* _Data entries_:
● ● ●

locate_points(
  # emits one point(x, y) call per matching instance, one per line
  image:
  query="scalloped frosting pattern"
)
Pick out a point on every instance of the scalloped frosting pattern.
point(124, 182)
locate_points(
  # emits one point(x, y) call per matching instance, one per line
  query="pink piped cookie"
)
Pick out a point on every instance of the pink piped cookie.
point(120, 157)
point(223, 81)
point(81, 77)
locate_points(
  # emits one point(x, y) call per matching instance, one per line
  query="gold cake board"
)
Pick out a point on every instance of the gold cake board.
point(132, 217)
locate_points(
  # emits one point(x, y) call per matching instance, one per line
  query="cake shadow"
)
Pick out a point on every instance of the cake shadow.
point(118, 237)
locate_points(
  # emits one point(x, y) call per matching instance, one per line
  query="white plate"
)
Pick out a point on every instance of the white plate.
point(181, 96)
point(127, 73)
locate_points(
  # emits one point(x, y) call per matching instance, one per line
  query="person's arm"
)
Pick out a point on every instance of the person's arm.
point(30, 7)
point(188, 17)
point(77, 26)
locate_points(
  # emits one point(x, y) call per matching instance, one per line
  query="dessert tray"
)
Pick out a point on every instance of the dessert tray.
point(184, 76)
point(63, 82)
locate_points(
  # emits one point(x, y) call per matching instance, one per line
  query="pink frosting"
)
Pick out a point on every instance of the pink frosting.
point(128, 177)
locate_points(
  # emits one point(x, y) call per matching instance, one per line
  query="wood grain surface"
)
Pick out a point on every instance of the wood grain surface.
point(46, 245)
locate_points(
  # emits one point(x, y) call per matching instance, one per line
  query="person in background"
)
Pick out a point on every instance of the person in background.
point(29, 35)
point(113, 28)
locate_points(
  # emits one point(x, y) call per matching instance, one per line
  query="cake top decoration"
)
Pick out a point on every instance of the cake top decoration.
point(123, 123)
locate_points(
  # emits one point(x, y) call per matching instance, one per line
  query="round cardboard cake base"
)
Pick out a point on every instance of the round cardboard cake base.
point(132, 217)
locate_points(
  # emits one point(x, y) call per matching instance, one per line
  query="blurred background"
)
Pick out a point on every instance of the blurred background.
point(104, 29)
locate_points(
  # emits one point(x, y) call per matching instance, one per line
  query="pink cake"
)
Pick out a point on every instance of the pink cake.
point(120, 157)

● ● ●

* _Challenge_: Convert every line of the records above into a JSON list of strings, one string per line, leaving out any blank lines.

* _Solution to the exercise_:
[
  "locate_points(",
  "  # emits one point(x, y) call per matching instance, one per line",
  "  image:",
  "  query=\"scalloped frosting pattern\"",
  ")",
  "Pick out a point on every instance of the scalloped frosting pattern.",
  "point(124, 182)",
  "locate_points(",
  "  # emits one point(x, y) call per matching instance, one per line",
  "  query=\"pink piped cookie\"",
  ")",
  "Pick out a point on every instance of the pink piped cookie.",
  "point(120, 157)",
  "point(223, 81)",
  "point(81, 77)",
  "locate_points(",
  "  # emits one point(x, y) call per matching instance, one per line",
  "  query=\"gold cake board\"",
  ")",
  "Pick out a point on every instance of the gold cake board.",
  "point(132, 217)",
  "locate_points(",
  "  # emits one point(x, y) call per matching instance, one per line",
  "  query=\"cake shadow\"",
  ")",
  "Pick out a point on every instance of the cake shadow.",
  "point(118, 237)",
  "locate_points(",
  "  # emits one point(x, y) call per matching instance, one per line",
  "  query=\"white plate\"",
  ")",
  "Pick out a point on every instance of the white plate.",
  "point(181, 96)",
  "point(127, 73)",
  "locate_points(",
  "  # emits one point(x, y) call per matching instance, one per line",
  "  query=\"person's arm\"",
  ")",
  "Pick out a point on every instance of the person's arm.",
  "point(30, 7)",
  "point(188, 17)",
  "point(77, 26)",
  "locate_points(",
  "  # emits one point(x, y) call per matching instance, one per line",
  "  query=\"dessert tray\"",
  ")",
  "Pick out a point on every instance of the dessert tray.",
  "point(184, 76)",
  "point(63, 82)",
  "locate_points(",
  "  # emits one point(x, y) call per matching instance, one per line",
  "  query=\"pink frosting\"",
  ")",
  "Pick out a point on every instance of the pink frosting.",
  "point(128, 177)",
  "locate_points(",
  "  # emits one point(x, y) call per matching instance, one per line",
  "  query=\"wood grain surface\"",
  ")",
  "Pick out a point on every instance of the wood grain surface.",
  "point(46, 245)",
  "locate_points(",
  "  # emits one point(x, y) call per matching instance, one per line",
  "  query=\"person in background\"",
  ")",
  "Pick out a point on every instance of the person in background.",
  "point(29, 35)",
  "point(113, 28)",
  "locate_points(",
  "  # emits one point(x, y) call per matching instance, one per line",
  "  query=\"cake top decoration\"",
  ")",
  "Pick out a point on every instance of the cake top decoration.",
  "point(123, 123)",
  "locate_points(",
  "  # emits one point(x, y) call per matching instance, one per line",
  "  query=\"round cardboard cake base\"",
  ")",
  "Pick out a point on every instance of the round cardboard cake base.",
  "point(132, 217)",
  "locate_points(",
  "  # emits one point(x, y) call per matching instance, one per line",
  "  query=\"blurred background\"",
  ")",
  "Pick out a point on every instance of the blurred background.",
  "point(104, 29)",
  "locate_points(",
  "  # emits one point(x, y) call per matching instance, one per line",
  "  query=\"pink cake\"",
  ")",
  "Pick out a point on every instance of the pink cake.",
  "point(120, 157)"
]